### DATASET RECORDS ###

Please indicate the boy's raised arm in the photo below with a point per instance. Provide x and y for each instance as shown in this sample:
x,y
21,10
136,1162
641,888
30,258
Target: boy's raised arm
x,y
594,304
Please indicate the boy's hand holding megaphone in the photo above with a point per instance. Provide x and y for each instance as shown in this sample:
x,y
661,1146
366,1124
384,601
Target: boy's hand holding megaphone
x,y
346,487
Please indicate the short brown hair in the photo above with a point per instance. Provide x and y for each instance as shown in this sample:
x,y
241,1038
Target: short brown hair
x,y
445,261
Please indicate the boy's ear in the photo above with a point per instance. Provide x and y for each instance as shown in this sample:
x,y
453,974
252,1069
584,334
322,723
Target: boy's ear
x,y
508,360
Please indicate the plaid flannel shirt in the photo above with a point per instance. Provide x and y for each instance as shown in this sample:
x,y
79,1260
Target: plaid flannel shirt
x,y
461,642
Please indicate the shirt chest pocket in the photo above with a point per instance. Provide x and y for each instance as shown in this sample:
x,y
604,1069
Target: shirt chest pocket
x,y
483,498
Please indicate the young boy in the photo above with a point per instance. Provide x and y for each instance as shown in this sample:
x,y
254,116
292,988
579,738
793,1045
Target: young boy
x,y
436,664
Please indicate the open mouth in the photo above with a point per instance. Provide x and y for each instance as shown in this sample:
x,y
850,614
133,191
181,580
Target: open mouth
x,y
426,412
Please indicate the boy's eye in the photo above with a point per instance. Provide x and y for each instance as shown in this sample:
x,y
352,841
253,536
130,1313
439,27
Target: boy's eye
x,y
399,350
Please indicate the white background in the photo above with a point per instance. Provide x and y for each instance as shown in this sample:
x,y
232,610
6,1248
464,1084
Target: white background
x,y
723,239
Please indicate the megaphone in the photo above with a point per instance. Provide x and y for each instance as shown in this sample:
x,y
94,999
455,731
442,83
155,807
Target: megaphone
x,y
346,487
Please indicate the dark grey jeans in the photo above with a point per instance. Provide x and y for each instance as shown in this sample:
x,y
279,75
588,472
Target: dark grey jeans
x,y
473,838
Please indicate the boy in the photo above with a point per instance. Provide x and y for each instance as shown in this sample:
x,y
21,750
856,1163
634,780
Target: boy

###

**TASK TO CARRY OUT**
Write out all of the records once more, exactly.

**TASK ANSWER**
Please indicate the boy's raised arm in the photo below with a point per instance. Provide x and y for each instance as shown in this sample:
x,y
21,10
136,1162
641,888
30,258
Target: boy's raised arm
x,y
594,304
Please indicate the boy's hand holding megaphone in the photo above with a point per instance. Provide x and y for each instance as shown in this sample:
x,y
661,1146
366,1124
384,601
Target: boy's hand holding megaphone
x,y
346,487
Please indicate the short brown hair in the photo above with a point per instance. Provide x and y for each instance as shown in this sample:
x,y
241,1038
Target: short brown hair
x,y
445,261
Please indicate the boy's ear in the photo above with a point per instance. Provide x and y for each instance as shown in this sample:
x,y
453,974
252,1069
584,334
322,723
Target: boy's ear
x,y
508,360
Please indicate the plaid flannel shirt in the photo above with a point per instance. Provide x and y for each instance as shown in this sample:
x,y
79,1260
Target: plaid flannel shirt
x,y
461,642
Please indicate the shirt chest pocket in the photo above with a point per instance. Provide x and y for each instance as shown in this sample:
x,y
604,1069
Target: shirt chest pocket
x,y
483,498
Please indicate the young boy in the photo above with a point per instance. Provide x and y for each instance as shown in this sample:
x,y
254,116
292,988
579,738
793,1045
Target: young boy
x,y
436,664
Please indicate the open mouth in the photo above with a point per instance. Provide x and y for each instance as shown in this sample:
x,y
850,614
133,191
181,580
Target: open mouth
x,y
426,412
Please indicate the boy's eye in the photo above with a point per instance. Provide x and y for each instance as shown in this sample:
x,y
352,841
253,536
130,1313
439,27
Target: boy's eye
x,y
399,350
Please indicate the white background in the photo above with a point per instance. Provide x and y for each instance as shown in this sample:
x,y
232,610
6,1248
464,1084
Target: white background
x,y
723,239
Please indicate the megaphone in the photo above with a point per instance. Provide x and y for each instance as shown in this sample:
x,y
94,999
455,731
442,83
155,807
Target: megaphone
x,y
346,487
Please indicate the dark grey jeans in the photo above with a point per instance. Provide x and y for each instance as shown in this sample:
x,y
279,75
588,472
Target: dark grey jeans
x,y
473,838
Please indicate the boy in the photo above with a point per instance. Provide x and y for each instance as shown in this sample:
x,y
21,750
856,1163
634,780
Target: boy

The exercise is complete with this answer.